-- DOCUMENT SEGMENT --
Key Experimental Results¶
Main Results¶
| Task / Dataset | Metric | LemonFM | Prev. SOTA (SurgeNetXL) | Gain |
|---|---|---|---|---|
| AutoLaparo Phase Recognition | Jaccard | 64.8 | 55.1 | +9.7pp |
| Cholec80 Phase Recognition | Jaccard | 85.1 | 72.0 | +13.1pp |
| Cholec80 Tool Detection | mAP | 93.7 | 86.5 | +7.2pp |
| GraSP Tool Detection | mAP | 94.4 | 83.8 | +10.6pp |
| CholecT50 Action Recognition | mAP | 61.9 | 57.5 | +4.4pp |
| CholecSeg8k Semantic Segmentation | mDice | 81.3 | 69.0 | +12.3pp |
Ablation Study¶
| Configuration | AutoLaparo (F1) | CholecSeg8k (mDice) | Notes |
|---|---|---|---|
| ImageNet Pretraining | 53.0 | 64.4 | General-purpose pretraining |
| Cholec80 (51h) | 46.9 | 64.1 | Small-scale surgical data |
| LEMON (uncurated) | 61.4 | 67.4 | Without curation pipeline |
| LEMON (curated) | 65.9 | 68.7 | Curation gain: +4.5pp |
| LEMON + Augmented Distillation | 66.9 | 71.9 | Full model |
Key Findings¶
- The data curation pipeline contributes substantially: +4.5pp F1 and +1.3pp mDice.

-- COLLECTED DATA --
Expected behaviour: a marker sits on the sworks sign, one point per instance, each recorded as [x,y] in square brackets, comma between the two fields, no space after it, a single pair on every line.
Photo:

-- BRIEF A --
Rewrite the key-findings line of the LemonFM results that begins "The data curation pipeline" as a short bulleted list, keeping its facts.
-- BRIEF B --
List every task/dataset pair in the main results table of the LemonFM results.
-- BRIEF C --
In the LemonFM results, what mDice score does LemonFM reach on CholecSeg8k semantic segmentation in the main results?
The material does not affect any of the work here.

-- ANSWER SPACE A --
- The data curation pipeline contributes substantially.
- It adds +4.5pp F1.
- It adds +1.3pp mDice.

-- ANSWER SPACE B --
- AutoLaparo Phase Recognition
- Cholec80 Phase Recognition
- Cholec80 Tool Detection
- GraSP Tool Detection
- CholecT50 Action Recognition
- CholecSeg8k Semantic Segmentation

-- ANSWER SPACE C --
81.3